In embodiments in which both the dispenser and the refilling device include a flexible bag containing the material and an elastic sleeve that imparts pressure to the bag, the characteristic stress-strain curve of the elastomeric material forming the sleeve of the refilling device is higher than the characteristic stress-strain curve of the elastomeric material forming the sleeve of the refillable dispenser, for any strain exhibited by the sleeves during the refilling operation. Specifically, defining the stress-strain curve as the elastic modulus of the elastomeric material as an increasing function of the elongation of the elastomeric material, the value of the elastic modulus for any elongation during the refilling operation is higher for the elastic sleeve of the refilling device than for the elastic sleeve of the refillable dispenser.
Preferably, the elastic modulus of the elastomeric material forming the sleeve of the refilling device at elongation X is the same or as the elastic modulus of the elastomeric material forming the sleeve of the refillable dispenser at elongation that is α*X where a is a positive parameter larger than 1, optionally and preferably from about 1.25 to about 2.75.
Typical values for the elastic modulus of the elastomeric material forming the sleeve of the refilling device include, without limitation, at least one of the following ranges: from about 1.5 MPa to about 3 MPa at elongation of about 100%, from about 3 MPa to about 5 MPa at elongation of about 200%, from about 5.5 MPa to about 9 MPa at elongation of about 300%, from about 10 MPa to about 15 MPa at elongation of about 400%, and from about 15 MPa to about 30 MPa at elongation of from about 400% to about 600%.
Typical values for the elastic modulus of the elastomeric material forming the sleeve of the refillable dispenser include, without limitation, at least one of the following ranges: less than 1.5 MPa at elongation of about 100%, from about 1.5 MPa to about 3 MPa at elongation of about 200%, from about 3 MPa to about 5 MPa at elongation of about 300%, from about 5.5 MPa to about 9 MPa at elongation of about 400%, from about 10 MPa to about 15 MPa at elongation of about 500%, and from about 15 MPa to about 30 MPa at elongation of from about 500% to about 700%.
Reference is now made to FIG. 9 showing a schematic drawing of an example filling station for filling a pressurized refilling device in accordance with some example embodiments. According to some example embodiments, a filling station 800 may be electrically or manually or hydraulic powered filling station. Alternatively, a filling station 800 for filling a pressurized refilling device 300 may be a propellant-free dispenser. Optionally, filling station 800 is pressurized with an elastic sleeve 835 encompassing a flexible bag 830 that contains the material to be dispensed. The elastic sleeve 835 and flexible bag 830 may be housed in a reservoir 810. According to some example embodiments, filling station 800 is pressurized to a level that is greater than the pressure in pressurized refilling device 300. Optionally, filling is through a valve integrated with a docking base 860. The valve 860 may optionally be a press valve, e.g. an aerosol valve and filling may be based on mounting pressurized filling device 300 on docking base 860 in a manner similar to the manner in which pressurized filling device fills refillable dispenser 200.

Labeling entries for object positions
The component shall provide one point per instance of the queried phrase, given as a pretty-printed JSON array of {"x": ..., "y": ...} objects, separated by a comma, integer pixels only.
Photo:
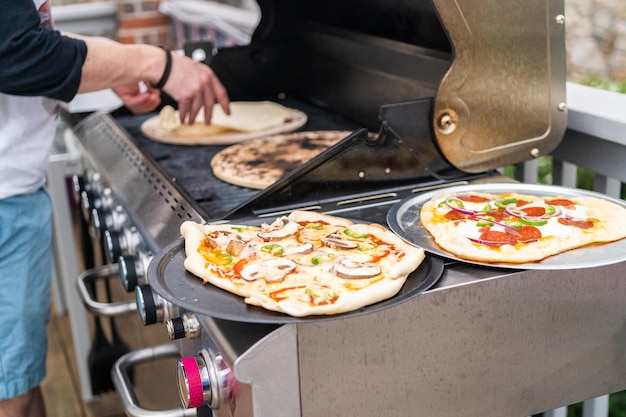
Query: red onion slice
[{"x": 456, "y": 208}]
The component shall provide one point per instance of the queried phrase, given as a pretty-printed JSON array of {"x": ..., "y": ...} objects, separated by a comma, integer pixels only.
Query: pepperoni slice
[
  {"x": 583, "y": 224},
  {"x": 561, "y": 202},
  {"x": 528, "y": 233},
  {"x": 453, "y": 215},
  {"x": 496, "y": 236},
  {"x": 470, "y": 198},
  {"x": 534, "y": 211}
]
...
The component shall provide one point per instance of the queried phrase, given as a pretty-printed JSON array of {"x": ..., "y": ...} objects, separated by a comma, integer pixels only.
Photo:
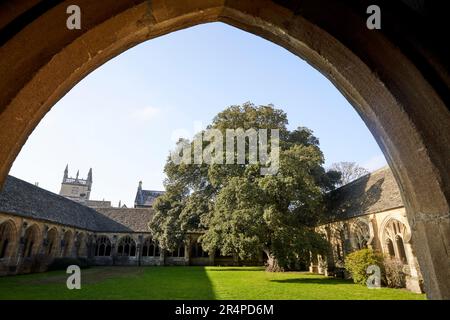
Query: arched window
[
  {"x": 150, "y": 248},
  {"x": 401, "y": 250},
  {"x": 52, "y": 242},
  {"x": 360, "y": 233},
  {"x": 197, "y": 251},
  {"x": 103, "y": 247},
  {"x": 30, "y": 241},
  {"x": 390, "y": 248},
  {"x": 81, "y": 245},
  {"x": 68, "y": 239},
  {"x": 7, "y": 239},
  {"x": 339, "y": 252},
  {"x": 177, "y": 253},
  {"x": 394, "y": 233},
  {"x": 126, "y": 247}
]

AIM OF THE TASK.
Resume the passage on refilling pressurized dispensers from the point where it stops. The data has no role in this exercise.

REPLY.
Reference is now made to FIG. 10 showing a simplified flow chart of an example method to fill a refillable dispenser in accordance with some example embodiments. According to some example embodiments, a kit for refilling a refillable dispenser includes a refillable dispenser that may be repeatedly refilled with a pressurized filling device. Filling may be based on position the refillable dispenser on a docking base of the pressurized filling device (block 910) and locking or otherwise operably engaging the refillable dispenser to the docking base (block 920). This operable engagement simultaneously opens respective flow valves in both the refillable dispenser and the pressurized filling device. Due to the difference in pressure, flow is initiated in the direction of the refillable dispenser and the refillable dispenser is filled (block 930). Releasing the operable engagement (block 940) is accompanied by simultaneous closing of respective flow valves in both the refillable dispenser and the material filled in refillable dispenser is maintained. Dispensing may be initiated through a dispensing pump or valve after filling (block 950). Optionally, dispensing may also be initiated during docking (block 960) and/or while refillable dispenser is operably engaged with pressurized filling device.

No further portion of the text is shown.